### Your assignment
Among the entries below, count the lines where the string "instance" occurs, and give only the number.

### Source data
════════════════════

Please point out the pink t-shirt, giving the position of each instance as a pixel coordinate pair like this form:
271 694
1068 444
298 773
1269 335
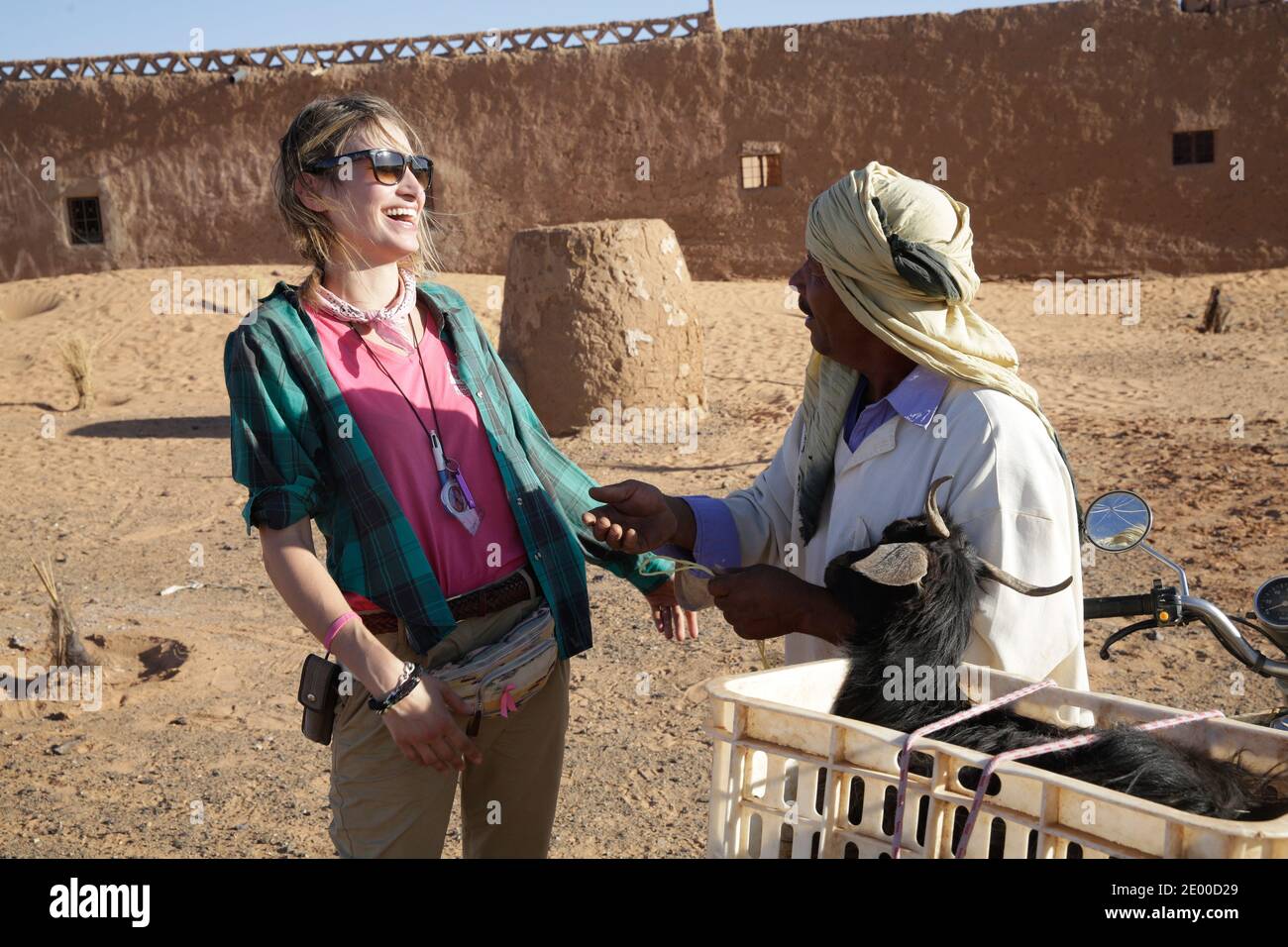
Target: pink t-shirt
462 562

════════════════════

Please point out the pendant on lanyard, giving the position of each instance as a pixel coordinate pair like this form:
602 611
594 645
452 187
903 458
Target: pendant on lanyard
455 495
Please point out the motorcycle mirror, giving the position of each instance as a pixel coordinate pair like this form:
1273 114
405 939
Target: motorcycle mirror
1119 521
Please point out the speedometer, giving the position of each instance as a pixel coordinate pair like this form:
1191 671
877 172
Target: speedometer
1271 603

════════════════════

### Exercise result
4